* [YOUR TASKS]:
**A)** Name the four domains given in the Beniya Mukayu passage, and give what each one does.
**B)** Extract the part of the Beniya Mukayu passage from "After filling up" to "brew while traveling.", word for word.

* [SUPPLIED TEXT]:

Myself, I had been inhaling the wisdom from the guest library, where hundreds of inspiring books in English and Japanese enrich your own knowledge database. Pottery, design, crafts, dining, traveling, … plenty of inspiration.
Flow with tradition in Japanese style
If you are a virgin to Japanese ryokan culture then the facilities may at first find yourself in s state of bewilderment. The staff is there to advise and explain all the rules of bathing, common dining as well as cohabiting a space dedicated to the purification of one’s soul. It becomes natural, fun and you will miss wearing the traditional wrapping dress once you leave as it saves you from decisions like what to wear, there is only one dress to cover yourself for the spa, to dine and you are encouraged to wear it around town! It may sound awkward for a Westerner, but most enjoy being part of the game.
Choosing to stay at the traditional Japanese room type is a revealing cultural experience. In your entrance hall, take off your shoes as barefoot walking on the tatami mats is mandatory. You also will get a pair of old-style socks with an awkward two toes split. It is an acquired habit and your feet might feel totally confused by this extraordinary arrangement. Economical in-room arrangements mean that your sitting room area will be transferred into a bed as the futon is unrolled each night on the tatami floor.
Taking traditional Japanese bath calms your mind, restores stamina, and allows for your thoughts to get lost in the haze of the hot spring water steam. Usually, these are public spaces with separate male and female facilities, but the guests of this hotel are each spoiled to having their own ofuro. Read more about the proper way to enjoy the hot bath. It is an ideal start to your spa treatment, so soak in and relax.
At Beniya Mukayu the entire rejuvenation happens holistically. Unlike at most spas, where just physical touching by human hands during a massage is designed to release one’s sorrows, here centuries of eastern knowledge are applied to your wellbeing. Traditional Chinese Medicine supervised by a certified doctor gave birth to the treatments, while natural, non-toxic biotechnological products were developed exclusively for the spa by Ph.D. Yoon Soung Choi, whose scientific background asserts self-reparatory immune abilities of the skin.
After filling up a detailed questionnaire, your resulting recent health and wellness profile will guide the therapist during the signature Yakushiyama body or face treatments as well as the aromatherapy oil massage, shall you prefer essential oils. Specific herbal blend for your personal needs is used for both the massage cream and for warm poultices pressed afterwards onto your skin. At the end, you relish in a foot bath and sip an herbal infusion, again fit for one of the four domains. These are Cho integrating internal balance, Ryu facilitating circulation, Sha discarding excess or Ho supplementing shortage. I needed to balance so I bought an extra supply of these herbs to brew while traveling.

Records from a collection
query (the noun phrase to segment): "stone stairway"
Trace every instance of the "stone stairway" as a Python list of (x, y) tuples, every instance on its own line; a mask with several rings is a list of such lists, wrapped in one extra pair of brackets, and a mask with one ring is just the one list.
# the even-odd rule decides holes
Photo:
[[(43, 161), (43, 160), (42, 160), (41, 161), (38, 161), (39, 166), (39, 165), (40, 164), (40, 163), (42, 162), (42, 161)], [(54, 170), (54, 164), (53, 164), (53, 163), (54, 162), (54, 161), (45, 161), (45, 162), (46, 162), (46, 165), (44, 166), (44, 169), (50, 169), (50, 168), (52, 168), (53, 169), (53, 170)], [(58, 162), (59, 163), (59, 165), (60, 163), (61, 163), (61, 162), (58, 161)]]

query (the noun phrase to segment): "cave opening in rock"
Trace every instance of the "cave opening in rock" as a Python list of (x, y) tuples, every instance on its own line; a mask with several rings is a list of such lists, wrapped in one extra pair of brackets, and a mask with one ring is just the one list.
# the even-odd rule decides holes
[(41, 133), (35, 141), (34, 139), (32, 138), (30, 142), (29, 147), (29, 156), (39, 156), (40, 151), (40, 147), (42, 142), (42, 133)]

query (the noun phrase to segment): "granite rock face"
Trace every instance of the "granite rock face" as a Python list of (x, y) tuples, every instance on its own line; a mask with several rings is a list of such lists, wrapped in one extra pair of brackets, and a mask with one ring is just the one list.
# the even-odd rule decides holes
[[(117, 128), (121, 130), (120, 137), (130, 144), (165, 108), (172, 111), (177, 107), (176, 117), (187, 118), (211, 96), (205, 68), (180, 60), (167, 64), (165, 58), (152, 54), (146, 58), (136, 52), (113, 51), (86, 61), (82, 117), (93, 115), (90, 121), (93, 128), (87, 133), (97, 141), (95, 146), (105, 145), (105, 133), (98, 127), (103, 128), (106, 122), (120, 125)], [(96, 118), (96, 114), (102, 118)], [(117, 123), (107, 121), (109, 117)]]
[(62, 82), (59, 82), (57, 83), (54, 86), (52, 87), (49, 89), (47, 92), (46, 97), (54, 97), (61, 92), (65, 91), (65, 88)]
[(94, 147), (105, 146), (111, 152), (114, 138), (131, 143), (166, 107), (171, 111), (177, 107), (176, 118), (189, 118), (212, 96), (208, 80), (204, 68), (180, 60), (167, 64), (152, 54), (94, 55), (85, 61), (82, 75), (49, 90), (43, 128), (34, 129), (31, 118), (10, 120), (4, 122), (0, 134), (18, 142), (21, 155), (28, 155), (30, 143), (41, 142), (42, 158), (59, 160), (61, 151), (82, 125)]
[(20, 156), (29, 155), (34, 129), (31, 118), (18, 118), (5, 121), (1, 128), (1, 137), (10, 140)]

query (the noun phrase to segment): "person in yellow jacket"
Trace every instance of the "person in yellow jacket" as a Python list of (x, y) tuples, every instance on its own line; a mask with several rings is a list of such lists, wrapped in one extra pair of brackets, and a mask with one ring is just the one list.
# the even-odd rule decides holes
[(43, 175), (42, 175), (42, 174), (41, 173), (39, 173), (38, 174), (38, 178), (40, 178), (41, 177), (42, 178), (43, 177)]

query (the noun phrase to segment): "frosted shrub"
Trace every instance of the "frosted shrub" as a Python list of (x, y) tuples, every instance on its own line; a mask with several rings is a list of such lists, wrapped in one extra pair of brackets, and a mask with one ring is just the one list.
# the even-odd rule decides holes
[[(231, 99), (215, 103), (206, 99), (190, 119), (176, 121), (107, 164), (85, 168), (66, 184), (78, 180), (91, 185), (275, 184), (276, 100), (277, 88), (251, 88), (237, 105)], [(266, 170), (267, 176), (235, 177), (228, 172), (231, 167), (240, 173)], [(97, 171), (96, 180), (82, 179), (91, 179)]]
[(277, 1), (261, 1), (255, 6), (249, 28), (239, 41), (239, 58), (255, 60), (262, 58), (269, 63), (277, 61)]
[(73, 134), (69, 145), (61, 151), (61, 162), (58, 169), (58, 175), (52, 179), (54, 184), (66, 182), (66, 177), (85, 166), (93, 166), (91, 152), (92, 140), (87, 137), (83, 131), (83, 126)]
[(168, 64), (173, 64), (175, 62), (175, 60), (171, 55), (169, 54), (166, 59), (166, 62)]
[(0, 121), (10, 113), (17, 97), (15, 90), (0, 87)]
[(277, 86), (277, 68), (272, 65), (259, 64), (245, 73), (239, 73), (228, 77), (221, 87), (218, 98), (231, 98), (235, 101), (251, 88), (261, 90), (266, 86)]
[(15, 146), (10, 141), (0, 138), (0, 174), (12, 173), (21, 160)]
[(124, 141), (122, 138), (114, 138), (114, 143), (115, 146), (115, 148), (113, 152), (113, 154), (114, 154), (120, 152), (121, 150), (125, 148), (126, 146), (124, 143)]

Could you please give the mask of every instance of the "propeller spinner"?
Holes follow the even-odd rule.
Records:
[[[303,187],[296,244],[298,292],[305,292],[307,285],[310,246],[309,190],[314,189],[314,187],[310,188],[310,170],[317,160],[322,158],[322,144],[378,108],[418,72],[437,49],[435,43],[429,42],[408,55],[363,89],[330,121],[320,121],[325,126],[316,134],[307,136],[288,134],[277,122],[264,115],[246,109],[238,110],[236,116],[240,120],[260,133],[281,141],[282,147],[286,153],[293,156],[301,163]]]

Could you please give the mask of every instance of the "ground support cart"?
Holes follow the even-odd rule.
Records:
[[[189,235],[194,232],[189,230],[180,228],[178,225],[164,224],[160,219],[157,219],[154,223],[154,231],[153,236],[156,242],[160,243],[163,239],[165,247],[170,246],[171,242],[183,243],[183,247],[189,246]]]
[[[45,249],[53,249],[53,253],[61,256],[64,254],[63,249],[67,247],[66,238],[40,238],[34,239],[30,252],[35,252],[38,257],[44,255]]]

* [EXERCISE ANSWERS]:
**A)**
- Cho: integrating internal balance
- Ryu: facilitating circulation
- Sha: discarding excess
- Ho: supplementing shortage

**B)**
After filling up a detailed questionnaire, your resulting recent health and wellness profile will guide the therapist during the signature Yakushiyama body or face treatments as well as the aromatherapy oil massage, shall you prefer essential oils. Specific herbal blend for your personal needs is used for both the massage cream and for warm poultices pressed afterwards onto your skin. At the end, you relish in a foot bath and sip an herbal infusion, again fit for one of the four domains. These are Cho integrating internal balance, Ryu facilitating circulation, Sha discarding excess or Ho supplementing shortage. I needed to balance so I bought an extra supply of these herbs to brew while traveling.